__Working data__:
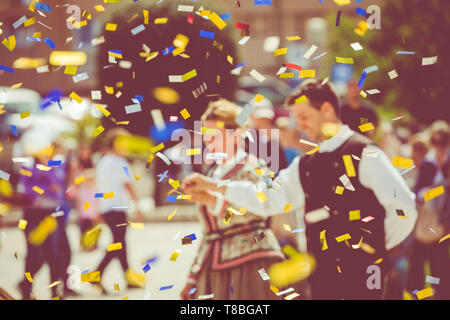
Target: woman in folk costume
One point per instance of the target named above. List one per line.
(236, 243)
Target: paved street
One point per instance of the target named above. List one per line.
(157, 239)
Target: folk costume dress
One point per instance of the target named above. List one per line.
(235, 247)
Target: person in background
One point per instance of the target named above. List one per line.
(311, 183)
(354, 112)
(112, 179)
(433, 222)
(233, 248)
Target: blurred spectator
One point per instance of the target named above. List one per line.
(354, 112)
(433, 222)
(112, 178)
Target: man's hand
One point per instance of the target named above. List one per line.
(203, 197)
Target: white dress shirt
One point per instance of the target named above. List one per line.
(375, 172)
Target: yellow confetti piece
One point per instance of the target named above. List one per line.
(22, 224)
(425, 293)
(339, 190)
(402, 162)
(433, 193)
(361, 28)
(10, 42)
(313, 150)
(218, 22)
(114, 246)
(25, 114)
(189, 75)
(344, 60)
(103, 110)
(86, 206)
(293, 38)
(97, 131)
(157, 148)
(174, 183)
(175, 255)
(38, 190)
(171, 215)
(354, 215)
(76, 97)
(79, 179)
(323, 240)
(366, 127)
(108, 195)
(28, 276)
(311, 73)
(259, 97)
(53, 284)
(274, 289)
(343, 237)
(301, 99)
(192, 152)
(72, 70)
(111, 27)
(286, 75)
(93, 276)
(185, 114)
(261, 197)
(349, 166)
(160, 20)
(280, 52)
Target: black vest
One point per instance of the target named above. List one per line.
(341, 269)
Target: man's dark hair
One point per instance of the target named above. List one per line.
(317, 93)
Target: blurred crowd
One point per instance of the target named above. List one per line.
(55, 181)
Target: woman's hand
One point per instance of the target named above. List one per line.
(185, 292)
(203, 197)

---

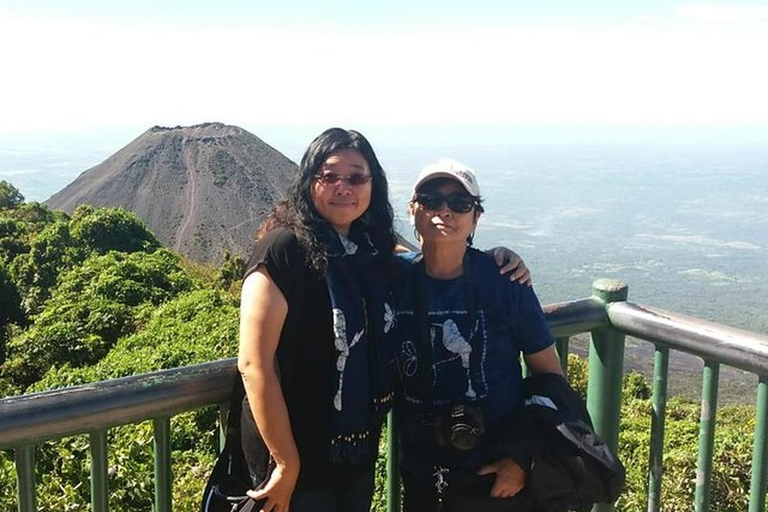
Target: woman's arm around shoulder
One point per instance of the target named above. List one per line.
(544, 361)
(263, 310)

--

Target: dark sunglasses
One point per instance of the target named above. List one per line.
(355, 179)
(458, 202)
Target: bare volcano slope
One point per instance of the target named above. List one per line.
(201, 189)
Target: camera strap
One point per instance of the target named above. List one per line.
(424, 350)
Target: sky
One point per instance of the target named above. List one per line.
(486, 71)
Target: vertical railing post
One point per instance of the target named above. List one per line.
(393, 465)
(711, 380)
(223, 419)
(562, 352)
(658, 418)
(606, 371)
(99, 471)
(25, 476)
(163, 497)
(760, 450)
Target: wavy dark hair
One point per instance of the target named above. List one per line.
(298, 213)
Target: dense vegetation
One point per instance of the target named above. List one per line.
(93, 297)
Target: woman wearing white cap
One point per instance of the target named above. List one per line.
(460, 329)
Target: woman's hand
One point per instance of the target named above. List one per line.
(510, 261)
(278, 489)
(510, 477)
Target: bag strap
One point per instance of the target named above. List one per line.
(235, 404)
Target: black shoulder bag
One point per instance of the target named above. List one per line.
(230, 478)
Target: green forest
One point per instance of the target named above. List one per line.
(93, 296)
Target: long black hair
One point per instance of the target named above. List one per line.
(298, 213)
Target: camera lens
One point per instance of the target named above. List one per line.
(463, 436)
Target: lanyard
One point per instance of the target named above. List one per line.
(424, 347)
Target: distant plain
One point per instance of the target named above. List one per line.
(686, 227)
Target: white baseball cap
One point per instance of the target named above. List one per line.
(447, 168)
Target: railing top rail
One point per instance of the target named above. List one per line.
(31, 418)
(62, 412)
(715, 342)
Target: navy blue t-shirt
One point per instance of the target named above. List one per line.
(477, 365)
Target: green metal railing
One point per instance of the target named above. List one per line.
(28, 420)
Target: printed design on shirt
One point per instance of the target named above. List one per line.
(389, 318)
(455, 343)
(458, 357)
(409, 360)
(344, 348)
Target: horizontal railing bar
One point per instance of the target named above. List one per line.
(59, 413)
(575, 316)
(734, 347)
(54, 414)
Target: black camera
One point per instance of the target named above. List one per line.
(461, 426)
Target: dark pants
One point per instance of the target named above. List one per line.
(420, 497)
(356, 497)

__Task instructions__: Copy out each line of the records that contains the string "black". Match case exactly.

__Answer__:
Target: black vest
Target: black shoulder bag
Target: long black hair
Target: black camera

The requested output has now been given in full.